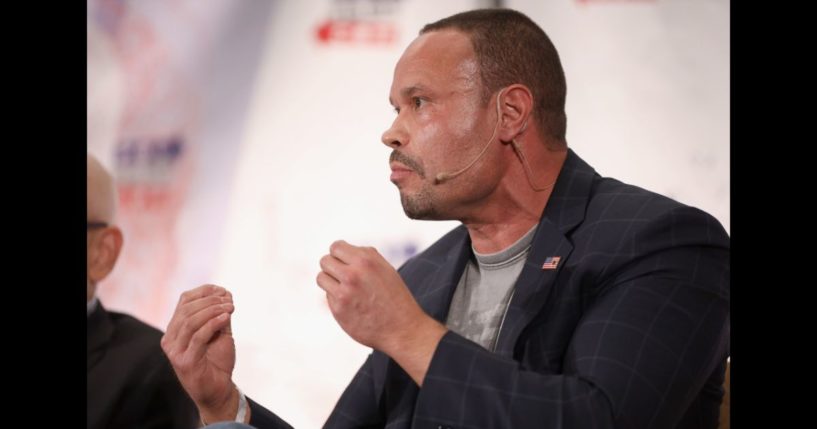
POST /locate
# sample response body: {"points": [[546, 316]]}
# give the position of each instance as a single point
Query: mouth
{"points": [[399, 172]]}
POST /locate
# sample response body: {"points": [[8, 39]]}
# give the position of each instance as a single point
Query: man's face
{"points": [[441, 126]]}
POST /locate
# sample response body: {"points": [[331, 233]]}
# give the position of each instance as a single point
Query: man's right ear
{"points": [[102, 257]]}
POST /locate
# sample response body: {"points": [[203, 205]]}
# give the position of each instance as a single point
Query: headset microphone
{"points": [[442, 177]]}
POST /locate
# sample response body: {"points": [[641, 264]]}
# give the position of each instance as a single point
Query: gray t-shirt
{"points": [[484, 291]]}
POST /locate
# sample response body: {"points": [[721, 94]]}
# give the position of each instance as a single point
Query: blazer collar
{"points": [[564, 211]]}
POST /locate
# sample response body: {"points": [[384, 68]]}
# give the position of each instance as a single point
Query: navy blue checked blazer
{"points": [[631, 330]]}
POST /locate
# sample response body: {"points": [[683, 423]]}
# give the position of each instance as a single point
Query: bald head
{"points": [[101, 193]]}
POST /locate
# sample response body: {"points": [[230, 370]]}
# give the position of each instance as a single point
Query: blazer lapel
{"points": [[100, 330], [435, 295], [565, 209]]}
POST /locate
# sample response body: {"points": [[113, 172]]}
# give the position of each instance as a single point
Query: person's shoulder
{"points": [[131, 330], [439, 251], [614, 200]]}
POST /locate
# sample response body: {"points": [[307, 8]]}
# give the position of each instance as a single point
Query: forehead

— TASK OBJECTIVE —
Copy out the listing word for word and skip its pictures.

— EXERCISE OUTPUT —
POST /locate
# sample response body: {"points": [[546, 316]]}
# give the position of each instance as a single point
Query: mouth
{"points": [[399, 172]]}
POST /locate
# sample response body: {"points": [[8, 39]]}
# give the position of each instance as a single point
Query: man's face
{"points": [[441, 126]]}
POST /locate
# sample response body: {"points": [[331, 233]]}
# give the position of each instance as a single point
Query: man's right ear
{"points": [[102, 257]]}
POST /locate
# sample response body: {"points": [[203, 205]]}
# give the position of each instance as a single point
Query: headset microphone
{"points": [[442, 177]]}
POST /locate
# sample response body: {"points": [[641, 264]]}
# give the position of each instance as a single point
Query: gray t-shirt
{"points": [[484, 291]]}
POST /locate
# sample response body: {"points": [[721, 94]]}
# give the position of each instance as a single point
Query: blazer collar
{"points": [[564, 211]]}
POST /locate
# sample response body: {"points": [[384, 68]]}
# give the position of each instance as a single point
Query: navy blue checked blazer
{"points": [[631, 330]]}
POST /locate
# sample response body: {"points": [[683, 423]]}
# give the position of each instance as a single point
Query: bald head
{"points": [[101, 193]]}
POST /locate
# sample response body: {"points": [[230, 370]]}
# give the position of each instance as a single point
Query: blazer lapel
{"points": [[100, 330], [435, 295], [565, 209]]}
POST /locate
# sample response body: {"points": [[113, 172]]}
# give the position of each instance as a single point
Query: person's shoulder
{"points": [[131, 330], [439, 251], [614, 200]]}
POST /locate
# sample response body: {"points": [[307, 8]]}
# give the position of each instance as a single point
Query: forehead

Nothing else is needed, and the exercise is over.